-- Start of Data --

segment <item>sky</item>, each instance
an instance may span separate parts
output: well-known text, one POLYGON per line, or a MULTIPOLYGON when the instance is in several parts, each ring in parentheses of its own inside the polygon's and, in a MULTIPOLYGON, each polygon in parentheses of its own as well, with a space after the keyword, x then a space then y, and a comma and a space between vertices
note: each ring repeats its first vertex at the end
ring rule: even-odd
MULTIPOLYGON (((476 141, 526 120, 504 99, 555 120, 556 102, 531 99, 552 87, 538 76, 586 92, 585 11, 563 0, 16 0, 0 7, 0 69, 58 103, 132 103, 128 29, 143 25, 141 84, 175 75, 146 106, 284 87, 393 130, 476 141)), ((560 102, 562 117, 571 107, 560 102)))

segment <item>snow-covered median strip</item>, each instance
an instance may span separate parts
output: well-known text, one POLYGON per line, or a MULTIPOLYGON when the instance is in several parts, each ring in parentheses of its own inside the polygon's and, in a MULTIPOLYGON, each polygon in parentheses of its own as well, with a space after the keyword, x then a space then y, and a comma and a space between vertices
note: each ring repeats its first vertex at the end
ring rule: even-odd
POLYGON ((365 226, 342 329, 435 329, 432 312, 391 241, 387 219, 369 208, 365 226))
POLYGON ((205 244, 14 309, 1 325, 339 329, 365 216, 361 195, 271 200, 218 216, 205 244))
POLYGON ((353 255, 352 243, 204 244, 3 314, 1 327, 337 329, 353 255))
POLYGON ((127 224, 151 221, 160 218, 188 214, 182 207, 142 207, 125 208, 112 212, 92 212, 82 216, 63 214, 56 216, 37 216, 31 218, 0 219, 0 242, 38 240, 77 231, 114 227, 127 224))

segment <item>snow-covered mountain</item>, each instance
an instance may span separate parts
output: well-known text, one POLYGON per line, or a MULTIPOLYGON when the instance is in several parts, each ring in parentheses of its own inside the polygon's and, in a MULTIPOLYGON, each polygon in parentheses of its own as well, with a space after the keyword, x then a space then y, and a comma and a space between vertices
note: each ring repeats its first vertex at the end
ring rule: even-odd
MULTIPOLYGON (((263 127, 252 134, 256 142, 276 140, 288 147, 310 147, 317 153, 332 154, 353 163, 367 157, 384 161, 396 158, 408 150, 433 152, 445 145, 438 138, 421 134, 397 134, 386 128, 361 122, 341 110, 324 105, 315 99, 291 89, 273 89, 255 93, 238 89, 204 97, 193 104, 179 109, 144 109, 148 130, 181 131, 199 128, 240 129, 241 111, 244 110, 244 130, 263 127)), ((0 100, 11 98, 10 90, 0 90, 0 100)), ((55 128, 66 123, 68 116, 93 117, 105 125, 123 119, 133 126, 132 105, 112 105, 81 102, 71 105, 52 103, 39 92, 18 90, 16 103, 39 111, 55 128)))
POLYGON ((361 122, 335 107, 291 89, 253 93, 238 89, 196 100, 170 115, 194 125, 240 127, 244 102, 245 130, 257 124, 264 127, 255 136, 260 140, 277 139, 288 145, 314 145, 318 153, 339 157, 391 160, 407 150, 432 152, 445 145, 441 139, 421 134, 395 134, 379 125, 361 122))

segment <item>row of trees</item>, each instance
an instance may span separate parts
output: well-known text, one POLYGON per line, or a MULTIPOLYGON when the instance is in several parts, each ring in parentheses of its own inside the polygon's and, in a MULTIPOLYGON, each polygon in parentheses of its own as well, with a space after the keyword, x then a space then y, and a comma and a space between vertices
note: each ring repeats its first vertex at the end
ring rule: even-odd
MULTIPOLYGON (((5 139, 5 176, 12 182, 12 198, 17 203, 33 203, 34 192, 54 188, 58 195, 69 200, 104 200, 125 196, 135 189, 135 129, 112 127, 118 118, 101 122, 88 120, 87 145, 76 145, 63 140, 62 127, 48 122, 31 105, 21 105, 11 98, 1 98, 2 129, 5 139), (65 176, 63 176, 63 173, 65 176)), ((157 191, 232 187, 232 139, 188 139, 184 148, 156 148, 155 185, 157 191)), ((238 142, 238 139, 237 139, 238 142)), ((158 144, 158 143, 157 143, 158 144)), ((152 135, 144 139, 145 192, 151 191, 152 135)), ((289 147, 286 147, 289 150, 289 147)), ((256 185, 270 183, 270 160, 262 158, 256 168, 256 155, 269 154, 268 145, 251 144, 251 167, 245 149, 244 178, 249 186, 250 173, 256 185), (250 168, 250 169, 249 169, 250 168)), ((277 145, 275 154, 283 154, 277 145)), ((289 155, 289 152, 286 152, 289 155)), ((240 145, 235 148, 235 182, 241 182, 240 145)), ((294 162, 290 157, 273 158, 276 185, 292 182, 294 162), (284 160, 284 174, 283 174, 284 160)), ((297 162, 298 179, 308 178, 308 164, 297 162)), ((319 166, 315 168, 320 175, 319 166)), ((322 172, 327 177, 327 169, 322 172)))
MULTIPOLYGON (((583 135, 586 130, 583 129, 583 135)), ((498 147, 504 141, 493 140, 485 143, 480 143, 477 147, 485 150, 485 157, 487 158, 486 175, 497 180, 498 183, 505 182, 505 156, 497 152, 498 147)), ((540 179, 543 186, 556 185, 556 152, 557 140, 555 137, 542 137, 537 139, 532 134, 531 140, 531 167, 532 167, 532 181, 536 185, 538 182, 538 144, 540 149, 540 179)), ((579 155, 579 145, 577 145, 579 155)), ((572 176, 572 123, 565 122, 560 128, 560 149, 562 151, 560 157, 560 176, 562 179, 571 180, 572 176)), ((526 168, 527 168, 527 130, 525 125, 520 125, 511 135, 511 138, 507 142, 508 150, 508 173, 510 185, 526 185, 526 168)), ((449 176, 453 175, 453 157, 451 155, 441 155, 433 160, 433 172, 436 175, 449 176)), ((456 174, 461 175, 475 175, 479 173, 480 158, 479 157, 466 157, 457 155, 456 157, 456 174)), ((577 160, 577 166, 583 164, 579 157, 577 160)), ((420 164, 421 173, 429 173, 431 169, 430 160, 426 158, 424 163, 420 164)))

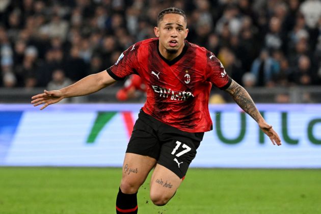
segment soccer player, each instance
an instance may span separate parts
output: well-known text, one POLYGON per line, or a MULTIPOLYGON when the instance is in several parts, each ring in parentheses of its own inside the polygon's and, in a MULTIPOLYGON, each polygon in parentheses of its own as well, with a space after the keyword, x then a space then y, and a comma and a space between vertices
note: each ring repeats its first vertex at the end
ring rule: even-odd
POLYGON ((146 89, 146 87, 140 76, 131 74, 125 82, 124 87, 116 93, 116 98, 119 101, 135 98, 137 97, 138 92, 145 93, 146 89))
POLYGON ((281 145, 249 94, 228 76, 214 54, 185 40, 189 30, 183 11, 173 7, 162 11, 154 31, 157 38, 129 47, 106 70, 59 90, 45 90, 31 102, 43 104, 42 110, 66 97, 96 92, 131 74, 143 79, 147 100, 126 151, 118 213, 137 213, 138 189, 153 168, 150 196, 154 204, 164 205, 174 195, 204 132, 212 128, 208 108, 212 85, 229 93, 273 144, 281 145))

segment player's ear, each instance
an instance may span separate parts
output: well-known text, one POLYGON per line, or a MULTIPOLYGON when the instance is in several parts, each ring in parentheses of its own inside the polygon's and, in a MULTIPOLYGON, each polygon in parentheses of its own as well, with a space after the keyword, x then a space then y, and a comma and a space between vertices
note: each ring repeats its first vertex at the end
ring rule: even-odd
POLYGON ((154 27, 154 33, 156 37, 159 37, 159 29, 157 27, 154 27))

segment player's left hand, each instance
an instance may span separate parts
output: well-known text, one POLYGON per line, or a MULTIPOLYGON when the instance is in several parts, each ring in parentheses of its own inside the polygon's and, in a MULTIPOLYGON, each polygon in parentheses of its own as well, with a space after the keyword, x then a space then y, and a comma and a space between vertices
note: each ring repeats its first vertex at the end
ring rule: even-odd
POLYGON ((272 126, 269 125, 265 121, 258 123, 259 126, 262 131, 270 138, 273 145, 281 145, 281 140, 278 133, 272 128, 272 126))

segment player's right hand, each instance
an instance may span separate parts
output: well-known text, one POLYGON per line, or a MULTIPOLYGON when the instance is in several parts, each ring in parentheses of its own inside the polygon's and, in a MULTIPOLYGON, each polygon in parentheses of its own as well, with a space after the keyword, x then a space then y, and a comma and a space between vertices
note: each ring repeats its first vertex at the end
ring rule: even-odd
POLYGON ((42 110, 48 105, 58 102, 64 98, 62 92, 59 90, 46 91, 44 93, 39 94, 31 97, 31 103, 34 106, 43 104, 40 108, 42 110))

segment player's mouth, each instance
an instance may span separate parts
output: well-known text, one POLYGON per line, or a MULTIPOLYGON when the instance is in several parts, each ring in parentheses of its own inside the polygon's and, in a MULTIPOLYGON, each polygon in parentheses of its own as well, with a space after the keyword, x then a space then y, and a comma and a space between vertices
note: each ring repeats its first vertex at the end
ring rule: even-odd
POLYGON ((168 43, 171 47, 176 47, 178 45, 178 42, 175 40, 170 41, 168 43))

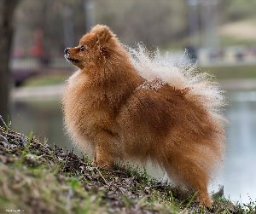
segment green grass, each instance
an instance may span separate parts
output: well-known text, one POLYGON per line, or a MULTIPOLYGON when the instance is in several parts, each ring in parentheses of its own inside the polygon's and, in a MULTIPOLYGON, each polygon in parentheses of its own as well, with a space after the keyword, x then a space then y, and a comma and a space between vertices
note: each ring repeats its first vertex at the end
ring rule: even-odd
POLYGON ((0 127, 0 213, 256 211, 256 201, 241 207, 223 197, 214 197, 212 208, 203 209, 194 201, 196 193, 162 184, 145 169, 122 164, 111 171, 98 169, 87 157, 57 146, 51 148, 32 135, 7 131, 7 127, 0 127))
POLYGON ((44 75, 32 78, 27 80, 24 86, 44 86, 61 84, 65 82, 68 75, 44 75))

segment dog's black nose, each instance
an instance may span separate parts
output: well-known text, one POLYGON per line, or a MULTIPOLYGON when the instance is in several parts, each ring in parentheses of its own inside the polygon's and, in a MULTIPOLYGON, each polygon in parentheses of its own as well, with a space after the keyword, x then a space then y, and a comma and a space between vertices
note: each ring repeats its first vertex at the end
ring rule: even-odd
POLYGON ((65 53, 65 55, 67 55, 67 54, 68 54, 68 50, 69 50, 69 49, 68 49, 68 48, 66 48, 66 49, 64 49, 64 53, 65 53))

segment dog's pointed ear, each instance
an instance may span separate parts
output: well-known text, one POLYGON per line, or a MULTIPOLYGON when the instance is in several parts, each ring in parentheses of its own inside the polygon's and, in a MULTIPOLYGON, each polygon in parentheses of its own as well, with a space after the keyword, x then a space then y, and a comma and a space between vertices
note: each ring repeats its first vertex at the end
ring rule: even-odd
POLYGON ((108 43, 115 35, 110 31, 107 26, 96 25, 91 29, 91 32, 96 33, 97 43, 104 44, 108 43))

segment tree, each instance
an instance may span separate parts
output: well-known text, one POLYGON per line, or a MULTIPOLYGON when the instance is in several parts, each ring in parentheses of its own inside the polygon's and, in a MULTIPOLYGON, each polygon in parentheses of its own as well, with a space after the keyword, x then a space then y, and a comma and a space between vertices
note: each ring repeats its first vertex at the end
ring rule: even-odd
POLYGON ((0 0, 0 115, 9 113, 9 59, 14 36, 14 13, 20 0, 0 0))

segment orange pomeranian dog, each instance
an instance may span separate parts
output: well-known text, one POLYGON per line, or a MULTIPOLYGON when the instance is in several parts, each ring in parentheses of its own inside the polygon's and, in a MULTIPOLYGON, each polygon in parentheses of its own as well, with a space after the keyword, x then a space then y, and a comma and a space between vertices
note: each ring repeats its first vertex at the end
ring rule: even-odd
POLYGON ((175 67, 157 53, 151 57, 142 46, 124 48, 102 25, 66 49, 65 57, 79 68, 64 92, 66 128, 95 165, 149 160, 211 206, 207 185, 225 140, 217 84, 193 67, 175 67))

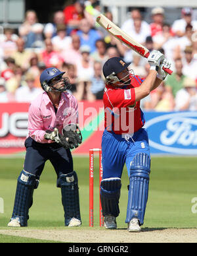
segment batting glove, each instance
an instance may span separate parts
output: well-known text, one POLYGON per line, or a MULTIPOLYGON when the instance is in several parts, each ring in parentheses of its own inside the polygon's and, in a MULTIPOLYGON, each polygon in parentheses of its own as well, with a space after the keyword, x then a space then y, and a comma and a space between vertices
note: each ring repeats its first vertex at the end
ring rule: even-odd
POLYGON ((47 140, 54 141, 58 144, 60 144, 65 148, 69 148, 70 147, 69 142, 66 139, 60 135, 57 128, 55 128, 54 131, 46 131, 45 134, 45 139, 47 140))
POLYGON ((158 71, 160 63, 164 59, 165 57, 160 51, 154 50, 151 51, 148 57, 148 62, 150 64, 150 70, 158 71))
POLYGON ((163 69, 164 67, 166 69, 169 69, 171 67, 171 62, 169 61, 167 59, 165 58, 162 61, 162 63, 159 66, 159 69, 158 71, 158 74, 157 74, 157 78, 160 79, 160 80, 164 80, 167 76, 167 73, 164 71, 163 69))

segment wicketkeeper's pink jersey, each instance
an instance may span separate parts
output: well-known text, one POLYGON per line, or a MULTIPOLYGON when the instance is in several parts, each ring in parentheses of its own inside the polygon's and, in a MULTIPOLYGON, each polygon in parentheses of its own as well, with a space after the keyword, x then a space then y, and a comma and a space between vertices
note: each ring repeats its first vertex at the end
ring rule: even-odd
POLYGON ((47 92, 39 94, 30 104, 28 112, 28 137, 41 143, 53 143, 44 139, 47 130, 55 127, 61 132, 69 123, 78 123, 78 104, 76 98, 62 92, 57 113, 47 92))
POLYGON ((139 76, 131 79, 130 85, 115 88, 106 85, 103 96, 105 110, 104 127, 110 132, 118 135, 132 134, 144 125, 140 102, 135 102, 135 87, 142 82, 139 76))

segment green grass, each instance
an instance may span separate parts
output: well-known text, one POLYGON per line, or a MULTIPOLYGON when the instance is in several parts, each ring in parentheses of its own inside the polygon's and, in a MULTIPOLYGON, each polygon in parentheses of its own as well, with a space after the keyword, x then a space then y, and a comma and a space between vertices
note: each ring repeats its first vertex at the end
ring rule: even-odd
MULTIPOLYGON (((89 158, 74 157, 74 170, 79 178, 81 214, 84 228, 89 226, 89 158)), ((96 158, 95 177, 95 226, 98 226, 98 158, 96 158)), ((0 159, 0 197, 4 200, 5 213, 0 213, 0 228, 7 228, 11 218, 16 179, 22 169, 22 159, 0 159)), ((196 228, 197 214, 192 212, 192 199, 197 197, 197 158, 195 157, 152 157, 148 201, 144 227, 153 228, 196 228)), ((56 174, 47 162, 40 184, 34 191, 30 210, 28 227, 64 228, 64 212, 60 190, 56 187, 56 174)), ((125 168, 118 218, 120 228, 125 228, 129 180, 125 168)), ((0 241, 1 237, 0 237, 0 241)))
POLYGON ((60 241, 50 241, 50 240, 43 240, 41 239, 33 239, 27 238, 20 238, 14 236, 7 236, 0 234, 0 243, 61 243, 60 241))

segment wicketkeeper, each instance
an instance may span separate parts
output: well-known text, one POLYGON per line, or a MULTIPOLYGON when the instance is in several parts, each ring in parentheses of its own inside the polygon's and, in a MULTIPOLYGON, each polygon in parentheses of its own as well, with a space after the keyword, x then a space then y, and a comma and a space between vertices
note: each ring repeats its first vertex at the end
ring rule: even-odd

-- End of Data --

- Written request:
Rewrite the listing lines beginning with the line containing "segment orange pomeranian dog, each instance" and continuing through the line containing "POLYGON ((175 67, 157", putting "spitz" in place of "pomeranian" and changing nothing else. Give only those lines.

- Response to this task:
segment orange spitz dog, each instance
an instance may span separate parts
output: well-known text, one POLYGON per line, or a MULTIPOLYGON when the instance is in several parts, each ring in parentheses of its own inside the polygon's and, in a MULTIPOLYGON, each polygon in parentheses of its own as well, with a space after the keyword, x then a space then y, and a comma and a space between vertices
note: each ring repeats its first vertex at the end
ring rule: even-odd
POLYGON ((175 67, 157 53, 151 57, 142 46, 124 48, 102 25, 66 49, 65 57, 79 68, 64 92, 66 128, 95 165, 149 160, 211 206, 207 185, 225 140, 217 84, 193 67, 175 67))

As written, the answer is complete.